■ The records:
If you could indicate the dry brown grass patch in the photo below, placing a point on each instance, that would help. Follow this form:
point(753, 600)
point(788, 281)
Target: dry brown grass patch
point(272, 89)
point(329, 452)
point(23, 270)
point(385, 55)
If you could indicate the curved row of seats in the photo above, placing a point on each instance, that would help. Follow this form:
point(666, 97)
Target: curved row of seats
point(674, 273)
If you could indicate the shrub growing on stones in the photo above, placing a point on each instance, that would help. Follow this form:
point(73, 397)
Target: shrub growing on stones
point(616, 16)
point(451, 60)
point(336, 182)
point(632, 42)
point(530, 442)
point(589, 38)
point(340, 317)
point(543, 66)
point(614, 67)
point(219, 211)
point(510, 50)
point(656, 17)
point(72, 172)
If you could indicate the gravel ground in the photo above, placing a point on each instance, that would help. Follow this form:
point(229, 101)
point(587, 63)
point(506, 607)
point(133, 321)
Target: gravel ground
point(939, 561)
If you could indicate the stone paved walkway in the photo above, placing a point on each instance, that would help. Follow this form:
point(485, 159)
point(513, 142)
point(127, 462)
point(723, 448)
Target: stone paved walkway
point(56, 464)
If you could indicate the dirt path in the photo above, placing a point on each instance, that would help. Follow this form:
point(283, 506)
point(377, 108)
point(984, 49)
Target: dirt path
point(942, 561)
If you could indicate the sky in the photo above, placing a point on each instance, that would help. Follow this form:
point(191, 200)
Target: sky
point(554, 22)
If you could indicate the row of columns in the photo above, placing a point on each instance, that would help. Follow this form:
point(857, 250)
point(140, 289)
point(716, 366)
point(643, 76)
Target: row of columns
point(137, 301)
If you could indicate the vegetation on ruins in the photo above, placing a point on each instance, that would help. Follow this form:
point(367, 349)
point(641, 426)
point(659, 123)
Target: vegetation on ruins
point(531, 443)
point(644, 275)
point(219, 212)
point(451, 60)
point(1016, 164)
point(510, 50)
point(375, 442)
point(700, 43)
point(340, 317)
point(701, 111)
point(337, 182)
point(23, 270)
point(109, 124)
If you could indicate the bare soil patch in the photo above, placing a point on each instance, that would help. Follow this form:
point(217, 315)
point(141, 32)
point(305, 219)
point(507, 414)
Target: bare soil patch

■ What this task involves: Please copy every one of the lines above word for word, keeping their order.

■ Solution to this task:
If you could indicate the dry brown grass patch in the photo below, placing a point on each instance, that would help. Follow this form:
point(753, 600)
point(788, 281)
Target: dry brown grass patch
point(272, 89)
point(329, 452)
point(23, 270)
point(385, 55)
If you could indicate the curved row of seats in the photo above, placing a point on each instance, that would help. Follow this form:
point(666, 97)
Target: curved row of seats
point(674, 273)
If you could indicate the shrub growing on stones in the photo above, placing a point on each instance, that would help. Follow this form:
point(73, 397)
Target: shrub growing on stones
point(616, 16)
point(451, 60)
point(336, 182)
point(632, 42)
point(530, 442)
point(589, 38)
point(340, 317)
point(543, 66)
point(614, 67)
point(219, 211)
point(510, 50)
point(656, 17)
point(72, 172)
If you could indicate the gravel ground in the photo above, placing a point on each instance, that would help. Follow this form:
point(229, 101)
point(587, 63)
point(506, 607)
point(133, 321)
Target: gravel ground
point(939, 561)
If you could indicate the stone paved walkway in the photo above, placing a point on each instance, that would help. Follow this form:
point(485, 159)
point(513, 142)
point(127, 462)
point(723, 448)
Target: stone paved walkway
point(56, 464)
If you could indicate the dirt path in the photo above, placing a point on each instance, that would help. Follow this form:
point(283, 506)
point(377, 108)
point(984, 49)
Target: dirt path
point(942, 561)
If you could indicate the sky in the photo above, placing a point on each instance, that would help. Follow this form:
point(191, 200)
Target: sky
point(554, 22)
If you could indicate the row of columns in the photo above, placing a point on each instance, that would help. Follow this form:
point(857, 250)
point(140, 289)
point(716, 366)
point(643, 76)
Target: row of columns
point(137, 301)
If you could indicate the vegetation on ruins in the photo above, placing a point on each instance, that would help. Follow this form:
point(367, 349)
point(641, 426)
point(659, 123)
Target: vegetation on ruins
point(531, 443)
point(644, 275)
point(219, 212)
point(451, 60)
point(1016, 164)
point(510, 50)
point(375, 442)
point(700, 43)
point(340, 317)
point(701, 111)
point(337, 182)
point(23, 270)
point(109, 124)
If you could indicate the bare soil patch in the photo above, placing a point on each instance, that would help. Follow this form:
point(217, 315)
point(141, 32)
point(305, 219)
point(507, 414)
Target: bare soil patch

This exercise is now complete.